WORK ITEM: Repeat the entries exactly as they stand.

Dataset items

------------------------

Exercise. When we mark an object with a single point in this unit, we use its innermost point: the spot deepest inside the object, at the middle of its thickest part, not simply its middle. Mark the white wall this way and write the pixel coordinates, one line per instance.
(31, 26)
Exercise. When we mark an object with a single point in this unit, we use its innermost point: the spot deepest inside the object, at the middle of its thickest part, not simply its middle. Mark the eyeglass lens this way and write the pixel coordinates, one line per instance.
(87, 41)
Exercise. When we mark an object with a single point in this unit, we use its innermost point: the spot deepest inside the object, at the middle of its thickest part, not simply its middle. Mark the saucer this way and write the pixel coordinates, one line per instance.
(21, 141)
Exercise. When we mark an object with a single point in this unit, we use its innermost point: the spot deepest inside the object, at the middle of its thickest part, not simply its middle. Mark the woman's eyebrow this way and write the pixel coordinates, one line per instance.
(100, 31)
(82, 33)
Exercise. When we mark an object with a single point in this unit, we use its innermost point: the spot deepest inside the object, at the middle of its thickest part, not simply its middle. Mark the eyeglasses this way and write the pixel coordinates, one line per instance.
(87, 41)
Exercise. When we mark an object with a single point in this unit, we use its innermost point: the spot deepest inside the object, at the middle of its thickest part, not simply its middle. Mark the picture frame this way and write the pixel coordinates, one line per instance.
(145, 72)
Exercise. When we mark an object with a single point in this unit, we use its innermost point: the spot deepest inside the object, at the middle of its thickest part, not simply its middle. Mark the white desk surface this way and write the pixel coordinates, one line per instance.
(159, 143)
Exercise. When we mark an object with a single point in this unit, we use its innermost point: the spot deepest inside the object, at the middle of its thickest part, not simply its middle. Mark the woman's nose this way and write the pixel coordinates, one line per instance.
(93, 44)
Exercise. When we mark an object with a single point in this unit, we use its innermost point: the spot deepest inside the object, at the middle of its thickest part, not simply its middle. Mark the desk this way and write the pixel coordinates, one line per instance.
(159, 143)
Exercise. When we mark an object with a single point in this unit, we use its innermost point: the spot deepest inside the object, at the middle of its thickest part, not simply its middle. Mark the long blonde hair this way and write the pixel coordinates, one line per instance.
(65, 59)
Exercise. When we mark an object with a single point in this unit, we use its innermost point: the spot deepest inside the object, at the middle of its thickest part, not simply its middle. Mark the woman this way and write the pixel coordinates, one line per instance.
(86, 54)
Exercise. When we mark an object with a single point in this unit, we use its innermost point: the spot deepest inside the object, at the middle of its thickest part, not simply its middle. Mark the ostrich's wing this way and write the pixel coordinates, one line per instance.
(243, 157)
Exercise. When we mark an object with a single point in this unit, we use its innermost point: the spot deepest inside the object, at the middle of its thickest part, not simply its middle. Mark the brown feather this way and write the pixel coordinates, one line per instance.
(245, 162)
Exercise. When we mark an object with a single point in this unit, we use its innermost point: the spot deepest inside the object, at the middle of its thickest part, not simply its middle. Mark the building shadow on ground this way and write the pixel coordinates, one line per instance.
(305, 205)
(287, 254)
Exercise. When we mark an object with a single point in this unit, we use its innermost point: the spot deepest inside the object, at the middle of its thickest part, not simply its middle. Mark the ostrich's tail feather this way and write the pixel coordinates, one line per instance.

------------------------

FINISHED TASK:
Exercise. When we mark an object with a single point in this unit, we use its innermost point: the spot deepest inside the object, at the middle of its thickest part, not simply its middle. Mark the white wall this way and write the pixel coordinates, one line per instance.
(31, 26)
Exercise. When we mark an object with a single point in this unit, we use its innermost point: the spot deepest inside the object, at the middle of its thickest part, not simply its middle. Mark the eyeglass lens this way and write the pixel coordinates, one line per instance.
(87, 41)
Exercise. When we mark an object with a single point in this unit, we use its innermost point: the spot deepest inside the object, at the middle of its thickest part, not simply its middle. Mark the saucer this way and write the pixel coordinates, one line per instance.
(21, 141)
Exercise. When we mark an object with a single point in this unit, we use its innermost point: the spot deepest inside the object, at the middle of its thickest part, not simply its middle. Mark the woman's eyebrow this way and write the pixel coordinates, one line per instance.
(100, 31)
(82, 33)
Exercise. When we mark an object with a single point in this unit, we use its innermost point: the spot deepest inside the object, at the middle of its thickest part, not simply its middle. Mark the eyeglasses this way and write the pixel coordinates, one line per instance.
(87, 41)
Exercise. When we mark an object with a single point in this unit, we use its innermost point: the spot deepest inside the object, at the middle of its thickest part, not simply its middle. Mark the picture frame this way and write the pixel coordinates, one line per instance.
(145, 72)
Exercise. When we mark an object with a single point in this unit, we use its innermost point: the spot deepest inside the object, at the middle of its thickest part, not simply its middle. Mark the white desk surface this way and write the pixel coordinates, one line per instance.
(159, 143)
Exercise. When we mark an object with a single point in this unit, we use its innermost point: the spot deepest inside the object, at the middle of its thickest part, not simply its middle. Mark the woman's nose this way and write the pixel coordinates, one line per instance.
(93, 44)
Exercise. When we mark an object with a single point in this unit, we use its innermost point: the spot deepest inside the object, at the middle of its thickest part, not simply its middle. Mark the desk this way and write the pixel coordinates, one line per instance.
(159, 143)
Exercise. When we mark an object with a single point in this unit, we use its innermost point: the spot deepest inside the object, at the middle of its thickest part, not simply its middle. Mark the long blonde hair this way and write the pixel coordinates, one line per instance.
(65, 59)
Exercise. When we mark an object with a single point in this unit, we use its innermost point: the spot deepest inside the object, at the middle of its thickest part, not simply its middle. Mark the woman this way and write the pixel coordinates, one line per instance.
(86, 54)
Exercise. When we mark an object with a single point in this unit, we use its innermost point: the spot deepest inside the object, at the middle of its thickest part, not simply its middle. Mark the ostrich's wing this way and write the pixel coordinates, one line per instance.
(243, 157)
Exercise. When we mark an object with a single point in this unit, we use its innermost point: the spot deepest inside the object, at the middle of its thickest part, not simply its middle. Mark the brown feather this way and write the pixel coordinates, one line per instance.
(245, 162)
Exercise. When we mark an object with a single point in this unit, we use its innermost point: the spot deepest inside the object, at the middle of its thickest part, not simply its middle. Mark the building shadow on ground this way and write the pixel coordinates, one line per instance.
(305, 205)
(287, 254)
Exercise. When we mark an object with a single point in this unit, we use its innermost point: the spot deepest inside the object, at the middle of its thickest part, not simply its middle. Mark the ostrich's tail feather this way and write the pixel coordinates, one line per instance.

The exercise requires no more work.